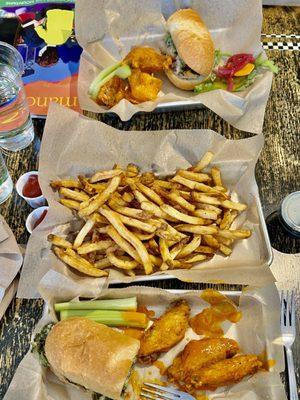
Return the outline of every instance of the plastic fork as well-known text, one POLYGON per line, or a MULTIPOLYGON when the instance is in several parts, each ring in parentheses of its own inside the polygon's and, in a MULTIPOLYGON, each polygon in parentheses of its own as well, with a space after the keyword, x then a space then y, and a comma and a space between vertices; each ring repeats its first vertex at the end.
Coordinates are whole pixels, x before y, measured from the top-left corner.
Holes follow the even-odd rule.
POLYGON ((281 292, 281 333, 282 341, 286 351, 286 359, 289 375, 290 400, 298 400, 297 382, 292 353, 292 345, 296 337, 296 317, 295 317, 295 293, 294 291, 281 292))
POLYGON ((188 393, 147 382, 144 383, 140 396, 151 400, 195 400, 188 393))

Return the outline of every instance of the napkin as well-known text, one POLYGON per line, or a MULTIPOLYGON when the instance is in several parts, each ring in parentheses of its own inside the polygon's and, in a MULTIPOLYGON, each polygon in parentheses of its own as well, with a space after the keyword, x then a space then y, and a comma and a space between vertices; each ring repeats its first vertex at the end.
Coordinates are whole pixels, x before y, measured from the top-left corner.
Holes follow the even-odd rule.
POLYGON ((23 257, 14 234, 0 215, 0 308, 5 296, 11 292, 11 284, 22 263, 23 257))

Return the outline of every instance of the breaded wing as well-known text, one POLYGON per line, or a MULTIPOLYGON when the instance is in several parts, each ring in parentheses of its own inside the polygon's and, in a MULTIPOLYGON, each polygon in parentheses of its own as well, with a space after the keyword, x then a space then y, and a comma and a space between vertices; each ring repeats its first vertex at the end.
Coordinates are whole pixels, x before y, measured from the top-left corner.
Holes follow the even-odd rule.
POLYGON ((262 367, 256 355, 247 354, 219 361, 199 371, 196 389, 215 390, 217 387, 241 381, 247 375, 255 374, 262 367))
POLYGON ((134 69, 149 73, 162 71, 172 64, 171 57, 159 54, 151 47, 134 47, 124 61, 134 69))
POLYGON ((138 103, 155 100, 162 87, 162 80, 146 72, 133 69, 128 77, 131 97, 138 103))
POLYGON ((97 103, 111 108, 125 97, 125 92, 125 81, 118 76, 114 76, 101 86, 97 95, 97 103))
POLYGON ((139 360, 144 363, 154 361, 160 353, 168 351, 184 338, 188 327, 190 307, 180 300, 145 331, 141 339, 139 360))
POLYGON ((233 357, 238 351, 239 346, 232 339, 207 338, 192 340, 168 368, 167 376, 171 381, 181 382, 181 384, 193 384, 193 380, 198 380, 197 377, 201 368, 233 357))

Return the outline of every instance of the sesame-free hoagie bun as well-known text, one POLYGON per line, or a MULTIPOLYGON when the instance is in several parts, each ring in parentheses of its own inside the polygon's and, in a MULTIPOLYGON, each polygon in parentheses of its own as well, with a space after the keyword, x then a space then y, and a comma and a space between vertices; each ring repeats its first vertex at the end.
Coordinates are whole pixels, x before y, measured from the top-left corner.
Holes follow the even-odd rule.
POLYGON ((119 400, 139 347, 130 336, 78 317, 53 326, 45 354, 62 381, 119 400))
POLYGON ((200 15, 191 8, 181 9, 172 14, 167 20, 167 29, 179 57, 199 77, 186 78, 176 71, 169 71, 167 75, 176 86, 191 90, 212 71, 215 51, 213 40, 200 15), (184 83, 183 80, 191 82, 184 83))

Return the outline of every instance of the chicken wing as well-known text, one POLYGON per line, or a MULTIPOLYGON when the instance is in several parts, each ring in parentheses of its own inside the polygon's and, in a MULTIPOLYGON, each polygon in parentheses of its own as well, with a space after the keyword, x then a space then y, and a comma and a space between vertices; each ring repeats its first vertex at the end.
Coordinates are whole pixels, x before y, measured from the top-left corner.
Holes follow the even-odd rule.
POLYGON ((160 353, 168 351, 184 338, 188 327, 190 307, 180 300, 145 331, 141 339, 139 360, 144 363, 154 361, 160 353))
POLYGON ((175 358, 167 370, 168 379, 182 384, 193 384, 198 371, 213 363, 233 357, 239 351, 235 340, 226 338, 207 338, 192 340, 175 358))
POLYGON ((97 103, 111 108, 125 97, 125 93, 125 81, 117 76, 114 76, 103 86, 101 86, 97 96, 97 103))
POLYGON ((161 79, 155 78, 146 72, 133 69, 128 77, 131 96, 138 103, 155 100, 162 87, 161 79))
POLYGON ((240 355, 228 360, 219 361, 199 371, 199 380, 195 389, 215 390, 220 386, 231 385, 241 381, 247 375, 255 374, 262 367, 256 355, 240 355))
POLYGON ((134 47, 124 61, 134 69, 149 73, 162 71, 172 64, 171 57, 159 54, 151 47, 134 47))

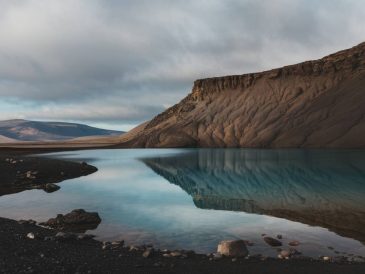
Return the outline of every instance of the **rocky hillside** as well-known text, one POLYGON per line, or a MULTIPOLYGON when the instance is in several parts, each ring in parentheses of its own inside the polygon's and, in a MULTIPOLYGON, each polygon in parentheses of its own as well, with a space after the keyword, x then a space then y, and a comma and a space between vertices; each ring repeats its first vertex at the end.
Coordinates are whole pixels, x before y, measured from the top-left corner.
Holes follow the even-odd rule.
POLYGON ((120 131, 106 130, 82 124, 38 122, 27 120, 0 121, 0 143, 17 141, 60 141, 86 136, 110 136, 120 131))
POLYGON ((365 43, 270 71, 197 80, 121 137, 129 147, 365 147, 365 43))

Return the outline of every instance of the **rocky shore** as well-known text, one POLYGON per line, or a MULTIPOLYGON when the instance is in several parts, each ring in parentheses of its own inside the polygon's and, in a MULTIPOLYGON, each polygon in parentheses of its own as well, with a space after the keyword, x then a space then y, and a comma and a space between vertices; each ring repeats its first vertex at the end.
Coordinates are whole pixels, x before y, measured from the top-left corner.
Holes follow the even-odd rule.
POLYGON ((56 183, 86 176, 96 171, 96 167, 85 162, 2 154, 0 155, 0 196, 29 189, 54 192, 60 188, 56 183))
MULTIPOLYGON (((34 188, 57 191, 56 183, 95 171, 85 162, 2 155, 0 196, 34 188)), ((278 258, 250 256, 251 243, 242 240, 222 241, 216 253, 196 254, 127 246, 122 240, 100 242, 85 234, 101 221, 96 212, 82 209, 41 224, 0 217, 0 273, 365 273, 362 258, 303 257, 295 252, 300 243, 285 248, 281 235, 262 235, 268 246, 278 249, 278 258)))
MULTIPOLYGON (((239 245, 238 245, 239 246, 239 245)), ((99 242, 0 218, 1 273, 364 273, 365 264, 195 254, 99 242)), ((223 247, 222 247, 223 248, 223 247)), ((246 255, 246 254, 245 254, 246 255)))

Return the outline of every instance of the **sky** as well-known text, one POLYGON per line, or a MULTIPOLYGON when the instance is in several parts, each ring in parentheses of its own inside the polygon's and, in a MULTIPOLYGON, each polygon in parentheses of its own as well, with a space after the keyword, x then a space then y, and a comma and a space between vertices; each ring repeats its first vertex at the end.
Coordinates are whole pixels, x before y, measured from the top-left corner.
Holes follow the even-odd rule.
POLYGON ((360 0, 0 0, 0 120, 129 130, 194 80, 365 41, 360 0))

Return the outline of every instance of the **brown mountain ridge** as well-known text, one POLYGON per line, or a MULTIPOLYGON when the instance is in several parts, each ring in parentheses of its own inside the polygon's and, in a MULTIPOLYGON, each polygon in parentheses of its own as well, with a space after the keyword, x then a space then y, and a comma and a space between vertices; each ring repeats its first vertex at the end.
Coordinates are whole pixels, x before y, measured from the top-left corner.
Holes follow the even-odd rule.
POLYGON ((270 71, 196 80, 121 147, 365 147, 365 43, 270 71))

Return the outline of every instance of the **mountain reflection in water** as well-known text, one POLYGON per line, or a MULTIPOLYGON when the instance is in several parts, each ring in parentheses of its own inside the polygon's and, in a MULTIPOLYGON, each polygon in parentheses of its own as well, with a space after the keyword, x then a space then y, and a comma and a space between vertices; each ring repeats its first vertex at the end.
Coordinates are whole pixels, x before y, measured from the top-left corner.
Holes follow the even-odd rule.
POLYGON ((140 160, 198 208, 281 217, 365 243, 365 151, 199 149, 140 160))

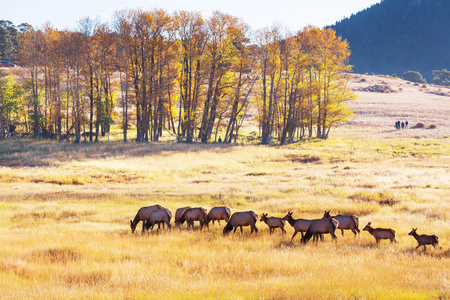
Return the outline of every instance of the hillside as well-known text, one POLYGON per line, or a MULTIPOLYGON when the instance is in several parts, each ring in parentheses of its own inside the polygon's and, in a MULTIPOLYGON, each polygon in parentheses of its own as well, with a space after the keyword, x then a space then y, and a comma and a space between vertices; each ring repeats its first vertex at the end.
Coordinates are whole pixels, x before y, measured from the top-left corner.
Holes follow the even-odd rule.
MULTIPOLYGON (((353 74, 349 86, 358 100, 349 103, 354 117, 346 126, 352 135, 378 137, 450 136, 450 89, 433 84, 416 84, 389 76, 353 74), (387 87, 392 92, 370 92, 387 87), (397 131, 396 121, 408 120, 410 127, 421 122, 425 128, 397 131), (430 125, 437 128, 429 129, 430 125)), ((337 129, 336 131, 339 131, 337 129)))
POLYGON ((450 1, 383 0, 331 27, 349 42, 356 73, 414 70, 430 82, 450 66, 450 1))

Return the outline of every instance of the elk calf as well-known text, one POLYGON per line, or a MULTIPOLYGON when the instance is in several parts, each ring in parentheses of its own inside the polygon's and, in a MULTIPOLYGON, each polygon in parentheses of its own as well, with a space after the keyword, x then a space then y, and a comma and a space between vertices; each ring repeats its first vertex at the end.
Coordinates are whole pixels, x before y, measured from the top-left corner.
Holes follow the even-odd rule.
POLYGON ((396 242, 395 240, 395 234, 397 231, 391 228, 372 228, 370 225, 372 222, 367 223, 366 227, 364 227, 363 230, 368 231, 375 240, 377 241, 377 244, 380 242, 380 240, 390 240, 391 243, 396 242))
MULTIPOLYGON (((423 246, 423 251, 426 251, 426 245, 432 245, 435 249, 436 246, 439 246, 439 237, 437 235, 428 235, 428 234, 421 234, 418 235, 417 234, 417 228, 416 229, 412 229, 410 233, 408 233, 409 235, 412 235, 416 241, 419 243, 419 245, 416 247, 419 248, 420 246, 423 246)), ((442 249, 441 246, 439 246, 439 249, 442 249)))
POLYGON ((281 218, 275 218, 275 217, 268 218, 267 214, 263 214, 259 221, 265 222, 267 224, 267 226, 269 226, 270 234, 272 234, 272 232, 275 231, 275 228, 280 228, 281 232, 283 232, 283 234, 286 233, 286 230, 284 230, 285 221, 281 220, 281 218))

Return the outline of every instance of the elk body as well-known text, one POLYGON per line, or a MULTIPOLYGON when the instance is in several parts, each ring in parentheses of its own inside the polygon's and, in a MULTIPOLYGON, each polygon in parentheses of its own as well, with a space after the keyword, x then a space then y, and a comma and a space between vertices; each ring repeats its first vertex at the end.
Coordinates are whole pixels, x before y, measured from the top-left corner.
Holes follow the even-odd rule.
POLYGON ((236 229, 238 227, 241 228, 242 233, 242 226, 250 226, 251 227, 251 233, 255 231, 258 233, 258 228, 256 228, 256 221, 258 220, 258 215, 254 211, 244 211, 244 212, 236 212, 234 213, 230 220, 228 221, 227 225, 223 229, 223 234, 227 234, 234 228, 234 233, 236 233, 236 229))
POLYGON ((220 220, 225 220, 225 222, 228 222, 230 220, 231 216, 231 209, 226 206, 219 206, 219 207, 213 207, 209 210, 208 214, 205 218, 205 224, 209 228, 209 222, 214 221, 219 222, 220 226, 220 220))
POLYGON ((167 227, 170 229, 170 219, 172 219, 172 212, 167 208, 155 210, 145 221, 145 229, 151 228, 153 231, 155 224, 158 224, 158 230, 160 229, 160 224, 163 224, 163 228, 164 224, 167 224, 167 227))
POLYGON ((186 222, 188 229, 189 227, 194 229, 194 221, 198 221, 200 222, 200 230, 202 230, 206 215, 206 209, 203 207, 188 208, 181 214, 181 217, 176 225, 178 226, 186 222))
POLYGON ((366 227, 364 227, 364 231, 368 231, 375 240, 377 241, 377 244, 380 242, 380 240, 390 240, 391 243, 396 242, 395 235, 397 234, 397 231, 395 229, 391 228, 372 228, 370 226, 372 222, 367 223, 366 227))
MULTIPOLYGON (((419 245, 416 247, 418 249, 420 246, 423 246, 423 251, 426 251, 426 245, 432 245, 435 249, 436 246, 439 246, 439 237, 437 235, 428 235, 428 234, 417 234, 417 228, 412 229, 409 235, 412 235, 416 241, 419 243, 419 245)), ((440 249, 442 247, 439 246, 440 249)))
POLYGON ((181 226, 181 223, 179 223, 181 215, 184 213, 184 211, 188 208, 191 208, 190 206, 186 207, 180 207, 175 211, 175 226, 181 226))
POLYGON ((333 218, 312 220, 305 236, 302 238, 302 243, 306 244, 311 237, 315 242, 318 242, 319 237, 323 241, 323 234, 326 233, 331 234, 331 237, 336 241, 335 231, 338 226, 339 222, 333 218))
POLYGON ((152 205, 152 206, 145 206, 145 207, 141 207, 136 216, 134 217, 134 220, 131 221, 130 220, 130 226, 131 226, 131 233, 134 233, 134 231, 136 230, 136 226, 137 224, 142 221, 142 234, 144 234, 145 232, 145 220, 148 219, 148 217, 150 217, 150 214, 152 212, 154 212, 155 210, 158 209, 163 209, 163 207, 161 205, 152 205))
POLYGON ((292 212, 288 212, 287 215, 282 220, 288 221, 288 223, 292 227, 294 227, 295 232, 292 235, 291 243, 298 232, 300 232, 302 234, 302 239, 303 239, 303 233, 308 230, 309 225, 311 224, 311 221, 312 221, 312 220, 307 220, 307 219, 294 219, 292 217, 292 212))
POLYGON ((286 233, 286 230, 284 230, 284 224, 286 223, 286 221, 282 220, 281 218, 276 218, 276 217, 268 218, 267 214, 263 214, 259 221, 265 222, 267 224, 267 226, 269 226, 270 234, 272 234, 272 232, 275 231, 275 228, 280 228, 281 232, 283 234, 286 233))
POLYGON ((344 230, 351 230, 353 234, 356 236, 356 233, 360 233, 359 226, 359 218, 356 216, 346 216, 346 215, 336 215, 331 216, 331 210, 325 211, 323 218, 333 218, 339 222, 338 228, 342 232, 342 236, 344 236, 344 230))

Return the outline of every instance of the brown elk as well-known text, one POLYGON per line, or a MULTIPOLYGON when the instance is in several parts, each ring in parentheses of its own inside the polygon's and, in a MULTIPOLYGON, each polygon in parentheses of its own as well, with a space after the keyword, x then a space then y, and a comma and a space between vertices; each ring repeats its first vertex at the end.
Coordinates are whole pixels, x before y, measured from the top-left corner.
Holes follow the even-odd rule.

________________________

== What the task asks ==
Look for the string "wing" in the entries above. Copy every line that has it.

== Task response ==
Return the outline of every instance of the breaded wing as well-known text, one POLYGON per line, or a MULTIPOLYGON when the instance is in several parts, each ring in parentheses of its own inside the polygon's and, in a MULTIPOLYGON, each polygon in parentheses of its own as well, with a space after the keyword, x then a space then y, and a comma and a space between vertices; each ring repeats its first vertex at the end.
Return the outline of every instance of the chicken wing as well-known text, one POLYGON per line, or a MULTIPOLYGON when the instance is in several parts, each ring in parentheses of its own inside the polygon's and, in a MULTIPOLYGON, each polygon in parentheses of its own as well, with a space after the keyword, x then a space then y, and a comma and a space between vertices; each ring repeats its first vertex at the end.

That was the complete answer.